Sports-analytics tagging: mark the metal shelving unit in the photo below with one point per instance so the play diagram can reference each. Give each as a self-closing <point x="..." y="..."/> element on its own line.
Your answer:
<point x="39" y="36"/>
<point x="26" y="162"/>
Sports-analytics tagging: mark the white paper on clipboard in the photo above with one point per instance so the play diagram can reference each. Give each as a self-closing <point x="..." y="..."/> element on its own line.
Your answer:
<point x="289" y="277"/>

——

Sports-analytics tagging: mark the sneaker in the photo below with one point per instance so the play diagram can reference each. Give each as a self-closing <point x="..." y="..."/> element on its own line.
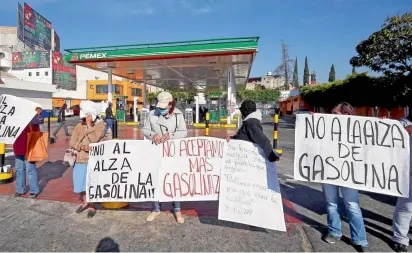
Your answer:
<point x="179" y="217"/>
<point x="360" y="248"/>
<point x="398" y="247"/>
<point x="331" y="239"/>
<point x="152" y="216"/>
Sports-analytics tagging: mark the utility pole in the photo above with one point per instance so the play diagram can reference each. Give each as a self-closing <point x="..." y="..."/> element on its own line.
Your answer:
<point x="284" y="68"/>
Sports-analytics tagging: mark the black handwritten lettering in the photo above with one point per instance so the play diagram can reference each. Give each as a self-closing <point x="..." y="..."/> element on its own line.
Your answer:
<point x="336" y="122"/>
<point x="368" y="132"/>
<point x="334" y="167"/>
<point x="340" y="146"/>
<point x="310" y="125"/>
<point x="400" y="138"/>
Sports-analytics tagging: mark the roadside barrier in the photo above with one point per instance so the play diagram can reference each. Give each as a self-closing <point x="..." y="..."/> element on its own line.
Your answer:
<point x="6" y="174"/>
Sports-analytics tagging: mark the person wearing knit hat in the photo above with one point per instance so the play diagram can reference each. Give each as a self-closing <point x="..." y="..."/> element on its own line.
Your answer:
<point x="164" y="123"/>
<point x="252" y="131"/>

——

● Assigned task: Count every line of the listing that includes the word "below", then give that count and no other words.

● Exercise answer: 2